Excerpted text Start Marker
The Media Research Center has long clung to the belief that anti-gay conversion therapy is a good thing despite a lack of scientific evidence proving it. Now, following in the footsteps of WorldNetDaily, it’s denouncing the new film “Boy Erased,” based on the real-life experience of a teenager at a conversion facility.
In a Dec. 5 MRC post, Gabriel Hays complains that “[t]he media of course has been running cover for the film and at the same time subtly bashing Christian parents for even hinting that it may be wrong for kids to embrace homosexuality.” Hays seems particularly put out by Garrard Conley, who wrote the book about his own experience that the movie is based on and whose interview on the NBC website Hays is attacking, called conversion therapy “diabolical” and “medically discredited”:
Regardless of whether conversion therapy is harmful or not, it’s been evident that the media in particular would like meddling Christian parents to back off on promoting traditional sexual lifestyles, because in the eyes of their fine-tuned progressive world, that’s what is truly disgusting here.
Garrard’s memoir-turned-motion-picture details the author’s formative years during which the young gay man was forced by his parents to undergo the controversial practice. He told NBC that he just wanted to get his story of hardship out there, that it’s “incredibly important to get those around queer people to get to the most basic thought of ‘I think that gay conversion therapy is torture.’”
“Even if they are not there yet in terms of acceptance, I just don’t want people to get sent to conversion therapy.”
NBC mentioned that “talk therapy is the most commonly used therapy technique” though some extreme proponents of conversion therapy have employed “aversion treatments” such as “induced vomitings or electric shocks.”
Now of course, electric shock, vomiting, lobotomies aside (there are always overzealous weirdos) the fact that NBC is blasting talk therapy as akin to “torture,” is notable. If talk therapy is “torture,” does that mean parents merely talking to kids about their unique orientation is now harmful or abusive? From current society’s angle, is it now wrong for parent’s to make their kids uncomfortable about issues they don’t agree on?
Hays further groused that the NBC interview “stressed Garrard’s standpoint that the therapy is ‘pseudoscience’ and a practice that’s been denounced by ‘nearly every major professional health association,'” insisting that, by golly, even if we don’t send them to camps that don’t work, something’s gotta be done about all these gay kids:
Yet when Garrard’s “real science” is presumably the same one that makes the case for the 64-plus gender identities, it makes it easy to see him as the pot calling the kettle black and that, at least for the liberal media, this is for the sake of political firepower against straight white Christian parents. And while it’s not healthy to send children to boot camp or stick them in the closet for weeks on account of their homosexual urges, we should be careful demonize parents into adopting a completely hands-off attitude when it comes to their kids.
Hays doesn’t explain why “straight white Christian parents” must try to change the sexuality of their children, regardless of how much harm that it likely to cause. And his sneering reference to “64-plus gender identities” tells us that he’s pretty eager for those forcible attempts to continue that go beyond “merely talking.”
Excerpted text End Marker
= Brief 1 =
According to the article about the Media Research Center and "Boy Erased," on what date did Gabriel Hays publish his MRC post?
= Brief 2 =
From the article about the Media Research Center and "Boy Erased," copy word for word the passage that opens with the words "Now of course, electric" and closes with "don’t agree on?".
Use nothing but the article to answer.
Supplied records Start Marker
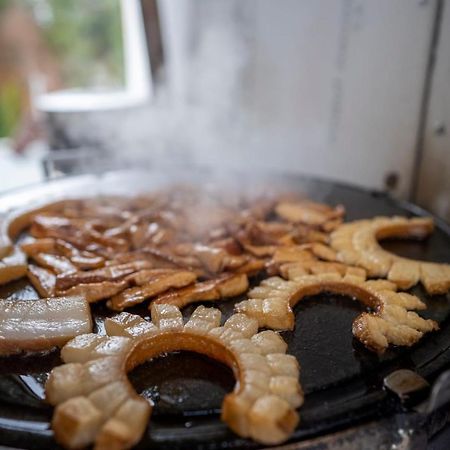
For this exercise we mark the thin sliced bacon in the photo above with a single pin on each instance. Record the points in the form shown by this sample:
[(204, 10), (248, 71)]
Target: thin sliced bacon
[(156, 284), (43, 280), (93, 292), (108, 273), (226, 286), (13, 266), (35, 325)]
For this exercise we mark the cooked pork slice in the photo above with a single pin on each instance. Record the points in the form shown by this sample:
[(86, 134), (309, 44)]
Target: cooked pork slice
[(227, 285), (56, 263), (307, 212), (13, 266), (44, 245), (155, 285), (35, 325), (94, 292), (43, 280), (108, 273)]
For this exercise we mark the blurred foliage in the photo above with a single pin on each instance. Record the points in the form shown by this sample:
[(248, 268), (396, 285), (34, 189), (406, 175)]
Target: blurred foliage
[(10, 107), (86, 38)]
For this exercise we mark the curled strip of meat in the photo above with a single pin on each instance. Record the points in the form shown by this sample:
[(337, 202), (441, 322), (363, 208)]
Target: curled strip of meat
[(43, 280), (109, 273), (153, 283), (357, 243), (80, 259), (96, 404), (310, 213), (16, 221), (390, 322), (226, 286), (35, 325), (13, 266)]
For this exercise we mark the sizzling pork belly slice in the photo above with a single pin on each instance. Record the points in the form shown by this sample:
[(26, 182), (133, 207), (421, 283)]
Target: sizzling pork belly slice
[(357, 243), (225, 286), (150, 284), (391, 321), (13, 266), (35, 325), (95, 403)]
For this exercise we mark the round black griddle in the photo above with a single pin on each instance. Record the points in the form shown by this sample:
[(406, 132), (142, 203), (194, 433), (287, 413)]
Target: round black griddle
[(342, 380)]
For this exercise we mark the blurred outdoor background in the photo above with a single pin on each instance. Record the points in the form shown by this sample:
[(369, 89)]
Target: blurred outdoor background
[(352, 90)]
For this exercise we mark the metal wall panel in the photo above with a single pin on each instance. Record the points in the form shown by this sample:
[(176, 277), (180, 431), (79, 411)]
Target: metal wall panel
[(325, 87), (434, 180)]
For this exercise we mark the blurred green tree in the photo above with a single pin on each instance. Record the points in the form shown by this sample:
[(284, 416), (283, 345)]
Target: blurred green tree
[(86, 36)]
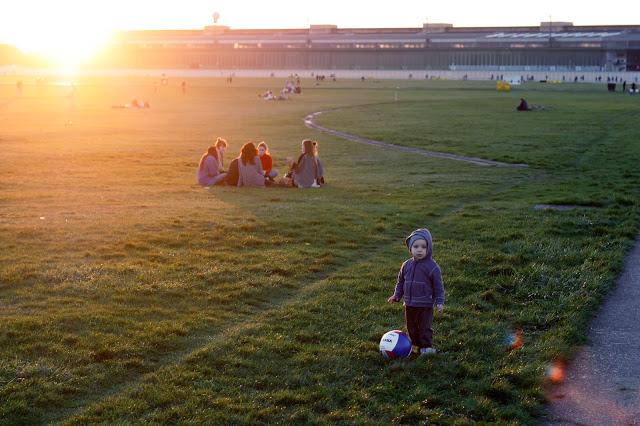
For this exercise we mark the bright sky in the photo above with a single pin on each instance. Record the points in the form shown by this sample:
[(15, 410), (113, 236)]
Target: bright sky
[(71, 30)]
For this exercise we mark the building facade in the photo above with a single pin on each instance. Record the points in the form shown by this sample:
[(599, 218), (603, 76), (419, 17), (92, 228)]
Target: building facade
[(553, 46)]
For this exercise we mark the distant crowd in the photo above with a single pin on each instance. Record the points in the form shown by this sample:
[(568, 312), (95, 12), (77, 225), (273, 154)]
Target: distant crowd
[(254, 167)]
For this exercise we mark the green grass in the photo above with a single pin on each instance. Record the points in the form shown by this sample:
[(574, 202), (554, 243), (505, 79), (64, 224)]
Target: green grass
[(130, 295)]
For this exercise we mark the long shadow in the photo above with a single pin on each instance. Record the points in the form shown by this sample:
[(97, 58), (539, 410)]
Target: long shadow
[(310, 122)]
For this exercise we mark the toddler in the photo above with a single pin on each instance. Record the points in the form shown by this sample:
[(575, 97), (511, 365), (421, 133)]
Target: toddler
[(420, 284)]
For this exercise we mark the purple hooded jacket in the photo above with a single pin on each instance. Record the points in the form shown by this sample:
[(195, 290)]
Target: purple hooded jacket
[(420, 281)]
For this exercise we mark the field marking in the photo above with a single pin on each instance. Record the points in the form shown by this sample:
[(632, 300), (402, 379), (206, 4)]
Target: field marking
[(310, 122), (202, 340)]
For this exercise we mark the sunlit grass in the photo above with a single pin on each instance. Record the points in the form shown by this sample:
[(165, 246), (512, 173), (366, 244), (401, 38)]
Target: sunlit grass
[(130, 294)]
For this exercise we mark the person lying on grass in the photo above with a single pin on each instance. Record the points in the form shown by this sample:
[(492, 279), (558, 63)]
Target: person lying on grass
[(420, 284), (250, 171), (307, 172), (267, 162), (209, 168)]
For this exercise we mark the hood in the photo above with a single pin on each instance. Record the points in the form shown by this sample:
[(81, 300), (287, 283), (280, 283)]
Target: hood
[(422, 233)]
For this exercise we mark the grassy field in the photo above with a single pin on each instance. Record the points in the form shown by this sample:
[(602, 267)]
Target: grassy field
[(128, 294)]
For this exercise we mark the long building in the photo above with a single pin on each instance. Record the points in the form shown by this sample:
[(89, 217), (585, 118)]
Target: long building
[(551, 46)]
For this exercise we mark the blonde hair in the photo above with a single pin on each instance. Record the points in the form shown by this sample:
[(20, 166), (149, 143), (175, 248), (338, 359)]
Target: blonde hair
[(266, 148)]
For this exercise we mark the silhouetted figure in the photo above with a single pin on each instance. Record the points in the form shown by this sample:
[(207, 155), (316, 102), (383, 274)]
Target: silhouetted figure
[(523, 106)]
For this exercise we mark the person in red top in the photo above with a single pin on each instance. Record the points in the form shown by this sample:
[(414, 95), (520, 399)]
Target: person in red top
[(267, 161)]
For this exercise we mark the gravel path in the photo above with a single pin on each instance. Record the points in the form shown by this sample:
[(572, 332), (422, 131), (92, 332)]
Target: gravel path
[(310, 121), (602, 385)]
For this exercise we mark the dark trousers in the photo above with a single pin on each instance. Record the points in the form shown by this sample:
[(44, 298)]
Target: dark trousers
[(419, 322)]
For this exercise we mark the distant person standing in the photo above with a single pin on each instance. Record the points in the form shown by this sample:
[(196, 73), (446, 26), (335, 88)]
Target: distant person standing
[(221, 146), (308, 171), (523, 106)]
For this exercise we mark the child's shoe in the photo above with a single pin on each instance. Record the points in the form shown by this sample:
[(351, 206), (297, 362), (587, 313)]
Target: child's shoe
[(427, 351)]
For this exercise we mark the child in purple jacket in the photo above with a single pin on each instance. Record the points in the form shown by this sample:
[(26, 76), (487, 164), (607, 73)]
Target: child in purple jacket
[(420, 284)]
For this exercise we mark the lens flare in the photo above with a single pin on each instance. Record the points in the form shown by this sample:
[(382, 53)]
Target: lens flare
[(556, 372), (515, 340)]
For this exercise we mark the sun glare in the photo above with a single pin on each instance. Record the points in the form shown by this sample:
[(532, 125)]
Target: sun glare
[(66, 48), (64, 33)]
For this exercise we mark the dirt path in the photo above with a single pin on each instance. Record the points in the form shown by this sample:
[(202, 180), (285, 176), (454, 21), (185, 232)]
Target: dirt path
[(602, 385), (310, 121)]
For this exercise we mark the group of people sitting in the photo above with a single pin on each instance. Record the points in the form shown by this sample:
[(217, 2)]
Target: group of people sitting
[(254, 167)]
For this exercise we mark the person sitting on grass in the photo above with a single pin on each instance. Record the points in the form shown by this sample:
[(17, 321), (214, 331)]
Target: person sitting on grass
[(420, 284), (209, 169), (221, 146), (267, 162), (307, 172), (249, 167)]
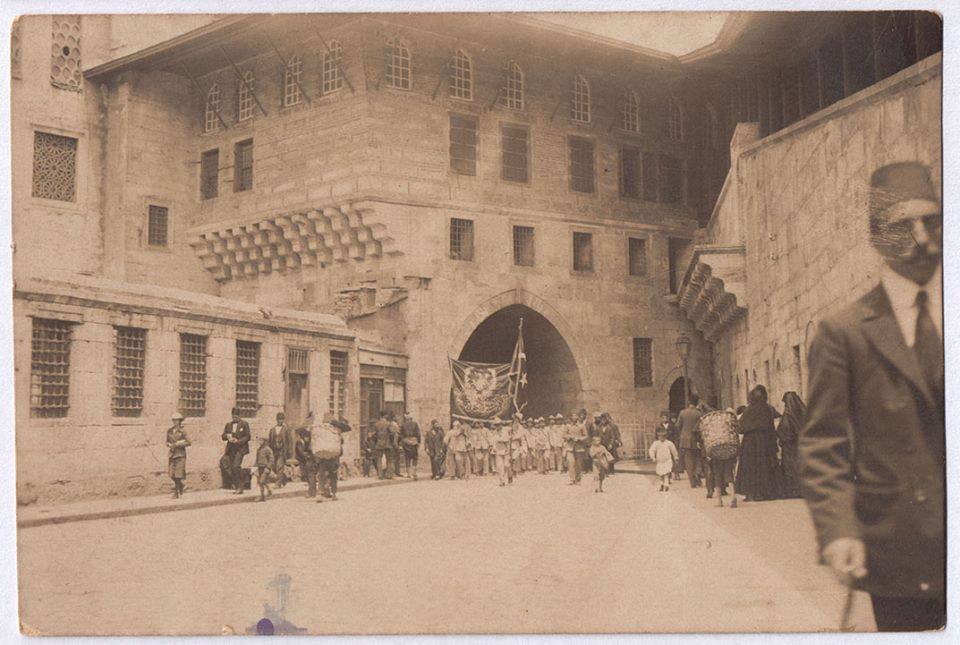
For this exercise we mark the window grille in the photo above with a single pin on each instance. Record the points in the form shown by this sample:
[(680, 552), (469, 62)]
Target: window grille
[(297, 361), (398, 64), (210, 174), (128, 371), (582, 252), (580, 105), (630, 172), (514, 146), (463, 144), (54, 167), (211, 118), (512, 96), (642, 362), (671, 180), (523, 246), (637, 252), (291, 81), (65, 69), (630, 112), (243, 166), (338, 383), (248, 378), (581, 165), (461, 239), (157, 226), (50, 368), (461, 77), (332, 74), (245, 103), (675, 122), (193, 375)]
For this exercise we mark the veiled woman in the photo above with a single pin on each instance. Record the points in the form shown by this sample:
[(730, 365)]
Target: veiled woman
[(788, 430), (758, 475)]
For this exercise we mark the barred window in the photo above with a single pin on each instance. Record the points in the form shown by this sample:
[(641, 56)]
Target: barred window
[(54, 167), (398, 64), (523, 246), (583, 252), (245, 102), (157, 225), (50, 368), (248, 378), (461, 76), (630, 112), (511, 96), (210, 174), (65, 69), (461, 239), (580, 105), (630, 169), (675, 121), (463, 144), (514, 152), (193, 375), (642, 362), (332, 72), (637, 252), (211, 111), (291, 81), (243, 166), (671, 180), (130, 355), (581, 165), (338, 383)]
Supplied records End Marker
= Exercise solution 1 =
Dec. 5

= Exercise solution 2 =
Now of course, electric shock, vomiting, lobotomies aside (there are always overzealous weirdos) the fact that NBC is blasting talk therapy as akin to “torture,” is notable. If talk therapy is “torture,” does that mean parents merely talking to kids about their unique orientation is now harmful or abusive? From current society’s angle, is it now wrong for parent’s to make their kids uncomfortable about issues they don’t agree on?